RECORDED INFORMATION
# # # #

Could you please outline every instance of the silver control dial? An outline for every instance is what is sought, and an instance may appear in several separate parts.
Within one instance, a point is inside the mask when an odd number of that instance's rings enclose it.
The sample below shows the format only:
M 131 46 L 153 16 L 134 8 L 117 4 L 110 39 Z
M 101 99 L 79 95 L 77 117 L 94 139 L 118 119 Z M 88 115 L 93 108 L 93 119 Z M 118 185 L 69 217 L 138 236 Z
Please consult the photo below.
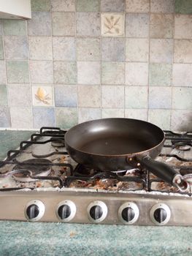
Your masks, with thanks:
M 25 215 L 30 222 L 37 222 L 44 215 L 45 205 L 39 200 L 32 200 L 25 208 Z
M 56 209 L 58 218 L 64 222 L 68 222 L 72 220 L 76 214 L 75 204 L 69 200 L 65 200 L 60 202 Z
M 120 221 L 126 225 L 136 222 L 139 216 L 139 210 L 136 203 L 127 202 L 120 206 L 118 216 Z
M 150 216 L 153 223 L 164 225 L 169 221 L 171 211 L 166 204 L 157 203 L 150 209 Z
M 107 215 L 107 207 L 102 201 L 93 201 L 88 207 L 88 218 L 94 223 L 101 222 Z

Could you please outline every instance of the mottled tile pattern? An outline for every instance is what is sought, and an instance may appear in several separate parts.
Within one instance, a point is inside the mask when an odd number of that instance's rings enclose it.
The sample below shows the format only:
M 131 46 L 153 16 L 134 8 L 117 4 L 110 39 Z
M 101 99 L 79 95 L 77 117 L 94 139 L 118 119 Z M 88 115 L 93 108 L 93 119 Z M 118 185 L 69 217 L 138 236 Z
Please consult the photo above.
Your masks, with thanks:
M 77 36 L 96 37 L 100 35 L 99 12 L 77 12 Z
M 171 14 L 152 13 L 150 36 L 152 38 L 172 38 L 174 16 Z
M 77 38 L 77 61 L 99 61 L 100 39 L 97 38 Z
M 55 85 L 54 93 L 56 107 L 73 108 L 77 106 L 77 86 Z
M 150 63 L 149 85 L 168 86 L 171 86 L 172 65 L 169 64 Z
M 53 36 L 74 36 L 74 12 L 52 12 Z
M 110 61 L 125 61 L 124 38 L 102 38 L 101 60 Z
M 27 61 L 7 61 L 7 75 L 8 83 L 28 83 L 28 64 Z

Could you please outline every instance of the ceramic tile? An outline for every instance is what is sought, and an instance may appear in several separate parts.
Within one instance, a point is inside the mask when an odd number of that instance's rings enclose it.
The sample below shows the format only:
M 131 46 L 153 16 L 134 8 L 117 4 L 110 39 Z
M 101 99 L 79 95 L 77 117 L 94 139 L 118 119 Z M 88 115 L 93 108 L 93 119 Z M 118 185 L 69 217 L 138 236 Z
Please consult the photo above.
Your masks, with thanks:
M 126 12 L 149 12 L 150 0 L 126 0 Z
M 4 61 L 0 61 L 0 84 L 6 83 L 6 71 Z
M 171 39 L 151 39 L 150 61 L 157 63 L 172 63 L 173 40 Z
M 4 36 L 5 57 L 7 59 L 27 59 L 28 42 L 26 37 Z
M 2 37 L 0 37 L 0 59 L 4 59 L 4 45 Z
M 3 30 L 5 36 L 26 36 L 26 21 L 21 20 L 3 20 Z
M 53 105 L 52 86 L 32 86 L 34 106 L 49 107 Z
M 53 36 L 74 36 L 74 12 L 52 12 Z
M 0 106 L 7 106 L 7 89 L 6 85 L 0 85 Z
M 77 82 L 77 65 L 73 61 L 54 61 L 54 83 L 75 84 Z
M 147 109 L 125 109 L 125 117 L 128 118 L 147 121 Z
M 149 84 L 150 86 L 171 86 L 172 65 L 162 63 L 150 63 Z
M 100 86 L 79 86 L 78 106 L 99 108 L 101 106 Z
M 172 14 L 152 13 L 150 20 L 151 38 L 172 38 L 174 17 Z
M 8 83 L 28 83 L 28 64 L 26 61 L 7 61 L 7 74 Z
M 97 38 L 77 38 L 77 61 L 99 61 L 100 39 Z
M 191 86 L 192 85 L 192 64 L 173 64 L 173 86 Z
M 170 129 L 171 110 L 167 109 L 150 109 L 148 121 L 162 129 Z
M 125 64 L 123 62 L 101 62 L 102 84 L 123 84 Z
M 55 104 L 56 107 L 77 107 L 77 86 L 55 85 Z
M 151 12 L 174 12 L 174 0 L 150 0 Z
M 75 61 L 74 37 L 53 37 L 53 59 L 56 61 Z
M 192 87 L 173 87 L 172 108 L 192 110 Z
M 76 108 L 56 108 L 56 127 L 69 129 L 77 124 L 77 110 Z
M 53 83 L 53 61 L 30 61 L 30 74 L 32 83 Z
M 53 59 L 51 37 L 28 37 L 28 39 L 30 59 Z
M 171 87 L 150 87 L 149 89 L 149 108 L 165 108 L 172 107 Z
M 192 40 L 174 40 L 174 62 L 192 63 Z
M 147 108 L 147 86 L 126 86 L 126 108 Z
M 75 0 L 50 0 L 53 12 L 74 12 Z
M 124 61 L 125 39 L 102 38 L 101 60 L 111 61 Z
M 100 35 L 99 12 L 77 12 L 76 20 L 77 36 Z
M 149 36 L 149 15 L 129 13 L 126 15 L 126 37 L 144 37 Z
M 31 94 L 29 84 L 8 84 L 8 99 L 10 107 L 29 107 Z
M 31 0 L 31 11 L 49 12 L 50 10 L 50 0 Z
M 0 127 L 10 127 L 10 113 L 8 108 L 0 107 Z
M 127 38 L 126 41 L 126 59 L 127 61 L 148 61 L 149 39 Z
M 33 108 L 34 128 L 55 127 L 55 110 L 53 108 Z
M 101 0 L 101 12 L 124 12 L 124 0 Z
M 190 110 L 172 110 L 171 129 L 173 131 L 191 131 L 192 115 Z
M 101 64 L 99 61 L 78 61 L 77 79 L 80 84 L 99 84 Z
M 51 35 L 50 12 L 32 12 L 31 19 L 27 23 L 29 36 Z
M 33 114 L 30 107 L 10 108 L 12 128 L 33 128 Z
M 127 62 L 126 64 L 126 84 L 128 86 L 147 86 L 147 63 Z
M 124 98 L 124 86 L 101 86 L 101 104 L 103 108 L 123 108 Z
M 174 12 L 181 14 L 192 14 L 191 0 L 175 0 Z
M 124 108 L 102 108 L 102 118 L 123 118 Z
M 123 13 L 101 13 L 101 36 L 123 37 L 124 19 Z
M 174 17 L 174 38 L 192 39 L 191 15 L 176 15 Z
M 77 0 L 77 12 L 99 12 L 99 0 Z
M 100 108 L 79 108 L 79 123 L 101 118 Z

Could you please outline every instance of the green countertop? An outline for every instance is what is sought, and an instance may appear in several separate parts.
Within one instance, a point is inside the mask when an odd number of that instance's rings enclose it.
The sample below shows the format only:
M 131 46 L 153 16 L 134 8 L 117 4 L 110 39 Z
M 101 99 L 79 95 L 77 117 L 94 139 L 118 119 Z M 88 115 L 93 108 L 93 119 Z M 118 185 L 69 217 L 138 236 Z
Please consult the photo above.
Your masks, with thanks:
M 0 159 L 32 132 L 0 131 Z M 192 227 L 0 221 L 1 256 L 78 255 L 192 255 Z

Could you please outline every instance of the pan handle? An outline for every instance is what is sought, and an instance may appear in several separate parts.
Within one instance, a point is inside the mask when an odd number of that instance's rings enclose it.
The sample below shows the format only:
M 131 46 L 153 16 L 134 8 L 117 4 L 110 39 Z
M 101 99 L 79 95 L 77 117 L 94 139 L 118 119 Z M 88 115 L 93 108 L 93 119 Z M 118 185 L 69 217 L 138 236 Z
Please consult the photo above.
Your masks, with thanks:
M 188 189 L 188 184 L 183 179 L 183 176 L 171 166 L 164 162 L 152 159 L 150 157 L 139 157 L 138 159 L 142 165 L 152 173 L 163 181 L 176 186 L 180 191 Z

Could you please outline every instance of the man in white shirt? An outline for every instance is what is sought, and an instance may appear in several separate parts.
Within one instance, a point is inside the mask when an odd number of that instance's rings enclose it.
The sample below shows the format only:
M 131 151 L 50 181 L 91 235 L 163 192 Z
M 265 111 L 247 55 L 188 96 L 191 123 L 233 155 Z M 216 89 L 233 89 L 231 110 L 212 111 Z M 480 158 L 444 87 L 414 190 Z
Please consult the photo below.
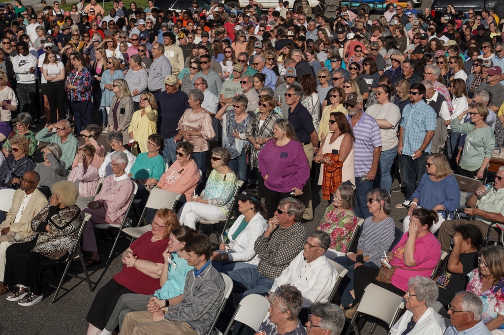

# # # #

EXERCISE DETAILS
Update the stretch from the line containing "Could you please outline every instance of the mottled" through the line containing "M 55 85 L 54", replacing "mottled tile pattern" with "speckled tile pattern" and leaving everything else unchanged. Return only those lines.

TASK RESPONSE
Could you please outline every instance of the speckled tile pattern? An outline for every instance is what is sought, and an instance may appear in several separate parts.
Within one instance, a point is inside the mask when an odd number of that instance's rings enclose it.
The sample below shows the format only:
M 131 46 L 153 16 L 134 8 L 117 4 L 110 39 Z
M 101 99 L 79 95 L 77 117 L 94 139 L 118 119 Z M 88 115 L 93 108 L 93 119 Z M 118 185 L 69 217 L 138 236 Z
Please consult the photo above.
Your masks, with thanks:
M 77 36 L 96 37 L 100 35 L 99 12 L 77 12 Z
M 171 14 L 152 13 L 150 36 L 152 38 L 172 38 L 174 16 Z
M 77 38 L 77 61 L 99 61 L 100 39 L 97 38 Z
M 55 85 L 54 93 L 56 107 L 73 108 L 77 106 L 77 86 Z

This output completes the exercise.